- **Prompt**
Using the data beneath, show every line that includes the word "leaf".

Supplied data Block Start

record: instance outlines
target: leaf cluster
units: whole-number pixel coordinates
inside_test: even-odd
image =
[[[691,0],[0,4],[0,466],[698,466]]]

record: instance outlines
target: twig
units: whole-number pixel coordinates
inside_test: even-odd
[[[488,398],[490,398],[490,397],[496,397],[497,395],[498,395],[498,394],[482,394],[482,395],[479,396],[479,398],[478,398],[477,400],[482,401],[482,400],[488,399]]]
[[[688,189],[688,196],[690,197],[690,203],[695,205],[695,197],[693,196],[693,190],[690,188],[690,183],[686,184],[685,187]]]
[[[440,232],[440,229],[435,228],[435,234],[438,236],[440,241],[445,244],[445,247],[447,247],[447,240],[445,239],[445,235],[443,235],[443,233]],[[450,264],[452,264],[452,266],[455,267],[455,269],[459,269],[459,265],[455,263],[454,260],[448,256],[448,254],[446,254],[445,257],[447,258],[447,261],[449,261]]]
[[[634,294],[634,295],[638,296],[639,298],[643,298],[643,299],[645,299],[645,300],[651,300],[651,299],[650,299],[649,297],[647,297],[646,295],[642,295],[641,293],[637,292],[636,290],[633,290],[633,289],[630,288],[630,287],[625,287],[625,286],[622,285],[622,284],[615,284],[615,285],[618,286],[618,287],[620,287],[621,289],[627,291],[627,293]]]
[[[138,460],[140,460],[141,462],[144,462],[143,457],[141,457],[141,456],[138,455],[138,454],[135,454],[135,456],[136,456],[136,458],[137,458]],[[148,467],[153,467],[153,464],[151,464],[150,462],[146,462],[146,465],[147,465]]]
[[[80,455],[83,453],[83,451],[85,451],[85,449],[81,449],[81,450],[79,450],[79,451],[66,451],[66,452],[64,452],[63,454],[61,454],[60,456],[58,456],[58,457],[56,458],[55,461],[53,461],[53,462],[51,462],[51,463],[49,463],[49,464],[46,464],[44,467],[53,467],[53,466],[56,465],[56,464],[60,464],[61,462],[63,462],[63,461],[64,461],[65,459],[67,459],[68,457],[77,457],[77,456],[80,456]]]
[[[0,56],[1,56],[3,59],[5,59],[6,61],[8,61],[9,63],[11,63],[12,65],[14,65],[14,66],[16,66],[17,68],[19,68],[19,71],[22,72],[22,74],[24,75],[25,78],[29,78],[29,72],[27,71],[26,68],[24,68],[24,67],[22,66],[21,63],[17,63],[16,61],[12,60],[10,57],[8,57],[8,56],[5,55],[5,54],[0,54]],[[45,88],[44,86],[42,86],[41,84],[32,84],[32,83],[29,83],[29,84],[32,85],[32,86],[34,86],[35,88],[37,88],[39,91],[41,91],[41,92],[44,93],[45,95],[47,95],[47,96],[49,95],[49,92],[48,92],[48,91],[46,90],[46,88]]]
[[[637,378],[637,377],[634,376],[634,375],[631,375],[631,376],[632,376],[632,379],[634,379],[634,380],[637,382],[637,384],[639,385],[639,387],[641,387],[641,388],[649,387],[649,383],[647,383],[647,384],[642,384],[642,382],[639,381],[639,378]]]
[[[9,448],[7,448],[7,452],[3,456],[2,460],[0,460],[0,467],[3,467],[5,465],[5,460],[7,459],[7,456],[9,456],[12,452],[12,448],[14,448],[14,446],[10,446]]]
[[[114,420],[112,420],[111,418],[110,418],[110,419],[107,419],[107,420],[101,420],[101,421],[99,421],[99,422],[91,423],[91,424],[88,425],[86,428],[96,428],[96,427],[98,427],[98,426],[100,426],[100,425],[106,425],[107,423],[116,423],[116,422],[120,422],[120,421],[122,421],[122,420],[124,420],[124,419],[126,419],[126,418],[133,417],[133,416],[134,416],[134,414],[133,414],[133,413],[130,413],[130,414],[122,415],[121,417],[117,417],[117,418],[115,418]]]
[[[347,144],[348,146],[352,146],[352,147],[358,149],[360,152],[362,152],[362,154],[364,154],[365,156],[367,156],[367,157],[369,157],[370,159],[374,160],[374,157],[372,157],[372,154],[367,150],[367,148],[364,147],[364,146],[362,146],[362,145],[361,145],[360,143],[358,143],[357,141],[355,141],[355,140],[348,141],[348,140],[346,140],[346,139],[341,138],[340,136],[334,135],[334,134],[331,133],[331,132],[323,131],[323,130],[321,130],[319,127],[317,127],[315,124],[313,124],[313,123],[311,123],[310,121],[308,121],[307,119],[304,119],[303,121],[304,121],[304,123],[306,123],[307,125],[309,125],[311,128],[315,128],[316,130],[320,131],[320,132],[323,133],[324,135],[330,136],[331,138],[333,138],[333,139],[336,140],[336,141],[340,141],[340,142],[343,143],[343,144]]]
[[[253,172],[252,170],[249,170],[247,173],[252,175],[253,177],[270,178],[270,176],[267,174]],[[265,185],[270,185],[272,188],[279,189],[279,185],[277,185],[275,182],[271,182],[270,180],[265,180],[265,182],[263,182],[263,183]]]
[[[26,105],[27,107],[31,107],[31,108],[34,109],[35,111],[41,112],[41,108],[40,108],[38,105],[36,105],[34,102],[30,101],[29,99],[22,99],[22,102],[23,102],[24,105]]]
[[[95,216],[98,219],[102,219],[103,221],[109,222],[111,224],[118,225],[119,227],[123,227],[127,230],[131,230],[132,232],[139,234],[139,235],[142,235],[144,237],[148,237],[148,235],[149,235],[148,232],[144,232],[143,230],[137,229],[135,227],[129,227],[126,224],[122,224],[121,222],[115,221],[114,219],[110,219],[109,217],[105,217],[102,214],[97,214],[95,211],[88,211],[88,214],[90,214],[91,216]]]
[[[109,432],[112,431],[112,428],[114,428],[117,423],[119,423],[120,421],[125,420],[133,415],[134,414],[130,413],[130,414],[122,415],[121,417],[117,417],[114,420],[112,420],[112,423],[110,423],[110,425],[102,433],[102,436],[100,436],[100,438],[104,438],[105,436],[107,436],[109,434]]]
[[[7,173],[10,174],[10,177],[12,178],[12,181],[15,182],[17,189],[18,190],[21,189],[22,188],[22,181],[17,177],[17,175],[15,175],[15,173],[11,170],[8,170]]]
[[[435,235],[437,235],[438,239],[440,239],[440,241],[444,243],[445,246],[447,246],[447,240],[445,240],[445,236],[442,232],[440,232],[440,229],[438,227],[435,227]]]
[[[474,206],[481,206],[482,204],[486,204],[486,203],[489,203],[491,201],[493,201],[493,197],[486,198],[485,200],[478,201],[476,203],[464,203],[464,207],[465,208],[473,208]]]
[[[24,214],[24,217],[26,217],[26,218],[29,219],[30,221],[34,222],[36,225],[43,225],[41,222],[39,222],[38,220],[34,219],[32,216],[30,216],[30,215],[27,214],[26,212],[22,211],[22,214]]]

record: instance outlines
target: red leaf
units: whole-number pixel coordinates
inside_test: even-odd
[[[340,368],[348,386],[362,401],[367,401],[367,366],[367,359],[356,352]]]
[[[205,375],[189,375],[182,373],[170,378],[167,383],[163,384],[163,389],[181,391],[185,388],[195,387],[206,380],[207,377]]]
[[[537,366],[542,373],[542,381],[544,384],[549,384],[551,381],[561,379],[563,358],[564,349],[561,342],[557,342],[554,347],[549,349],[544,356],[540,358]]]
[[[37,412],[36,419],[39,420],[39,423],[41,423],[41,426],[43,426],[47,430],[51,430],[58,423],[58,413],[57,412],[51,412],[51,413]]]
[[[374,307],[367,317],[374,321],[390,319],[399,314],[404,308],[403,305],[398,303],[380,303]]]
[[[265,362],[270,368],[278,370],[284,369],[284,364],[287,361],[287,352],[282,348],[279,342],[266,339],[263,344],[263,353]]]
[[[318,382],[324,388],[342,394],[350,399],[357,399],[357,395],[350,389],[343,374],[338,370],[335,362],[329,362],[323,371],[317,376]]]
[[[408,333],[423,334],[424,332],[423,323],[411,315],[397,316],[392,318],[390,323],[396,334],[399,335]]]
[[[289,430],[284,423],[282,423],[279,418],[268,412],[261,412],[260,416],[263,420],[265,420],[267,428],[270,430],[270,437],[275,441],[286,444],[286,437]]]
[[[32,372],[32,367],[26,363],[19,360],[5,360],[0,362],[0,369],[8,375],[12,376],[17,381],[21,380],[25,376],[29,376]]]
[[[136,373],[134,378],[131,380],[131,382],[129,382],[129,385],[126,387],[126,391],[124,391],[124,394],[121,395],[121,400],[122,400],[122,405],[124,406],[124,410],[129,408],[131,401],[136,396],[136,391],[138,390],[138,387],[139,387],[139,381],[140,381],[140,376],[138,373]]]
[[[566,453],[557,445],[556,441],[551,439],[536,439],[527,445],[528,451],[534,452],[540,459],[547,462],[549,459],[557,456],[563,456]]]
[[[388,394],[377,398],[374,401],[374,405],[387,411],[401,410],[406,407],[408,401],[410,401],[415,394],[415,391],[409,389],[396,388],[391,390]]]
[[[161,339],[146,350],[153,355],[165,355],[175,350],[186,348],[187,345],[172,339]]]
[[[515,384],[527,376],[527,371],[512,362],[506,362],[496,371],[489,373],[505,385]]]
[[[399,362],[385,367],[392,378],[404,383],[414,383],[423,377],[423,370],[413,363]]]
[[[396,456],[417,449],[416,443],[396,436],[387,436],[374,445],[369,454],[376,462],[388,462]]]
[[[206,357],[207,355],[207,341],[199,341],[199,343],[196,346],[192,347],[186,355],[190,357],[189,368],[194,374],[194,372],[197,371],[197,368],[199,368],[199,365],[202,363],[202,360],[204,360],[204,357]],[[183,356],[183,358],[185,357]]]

Supplied data Block End

- **Answer box**
target: leaf cluster
target: red leaf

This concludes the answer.